_TO DO_.
Retype the material below line for line, without changing a single character.

DATA SHOWN start

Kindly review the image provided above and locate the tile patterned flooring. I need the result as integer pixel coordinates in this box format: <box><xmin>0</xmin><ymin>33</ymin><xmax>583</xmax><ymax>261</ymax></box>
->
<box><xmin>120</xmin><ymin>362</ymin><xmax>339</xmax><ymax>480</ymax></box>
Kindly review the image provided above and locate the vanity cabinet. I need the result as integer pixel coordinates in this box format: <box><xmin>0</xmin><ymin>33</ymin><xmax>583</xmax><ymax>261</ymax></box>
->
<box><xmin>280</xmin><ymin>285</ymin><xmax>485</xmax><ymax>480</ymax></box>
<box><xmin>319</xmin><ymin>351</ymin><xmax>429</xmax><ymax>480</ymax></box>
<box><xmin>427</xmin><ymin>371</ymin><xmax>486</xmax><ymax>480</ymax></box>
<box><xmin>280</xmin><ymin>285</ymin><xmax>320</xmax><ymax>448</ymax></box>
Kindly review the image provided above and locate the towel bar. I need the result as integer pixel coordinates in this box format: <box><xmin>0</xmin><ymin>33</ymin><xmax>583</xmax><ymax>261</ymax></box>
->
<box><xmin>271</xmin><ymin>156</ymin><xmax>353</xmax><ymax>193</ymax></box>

DATA SHOWN end

_COMPLETE OUTPUT_.
Kindly review the image provided above and locate the tile patterned flooring. I need the result as integer pixel coordinates in this box format: <box><xmin>0</xmin><ymin>33</ymin><xmax>583</xmax><ymax>261</ymax></box>
->
<box><xmin>120</xmin><ymin>362</ymin><xmax>339</xmax><ymax>480</ymax></box>
Kindly review the image provided above and locate the vanity cabinet. I need the result as integer pixel coordinates in this box format: <box><xmin>0</xmin><ymin>33</ymin><xmax>583</xmax><ymax>261</ymax></box>
->
<box><xmin>280</xmin><ymin>285</ymin><xmax>485</xmax><ymax>480</ymax></box>
<box><xmin>319</xmin><ymin>351</ymin><xmax>429</xmax><ymax>480</ymax></box>
<box><xmin>427</xmin><ymin>371</ymin><xmax>486</xmax><ymax>480</ymax></box>
<box><xmin>280</xmin><ymin>285</ymin><xmax>320</xmax><ymax>448</ymax></box>
Kindly review the image provided above and locate the towel bar. I need the result as integer pixel coordinates in this box format: <box><xmin>0</xmin><ymin>33</ymin><xmax>583</xmax><ymax>261</ymax></box>
->
<box><xmin>271</xmin><ymin>156</ymin><xmax>353</xmax><ymax>193</ymax></box>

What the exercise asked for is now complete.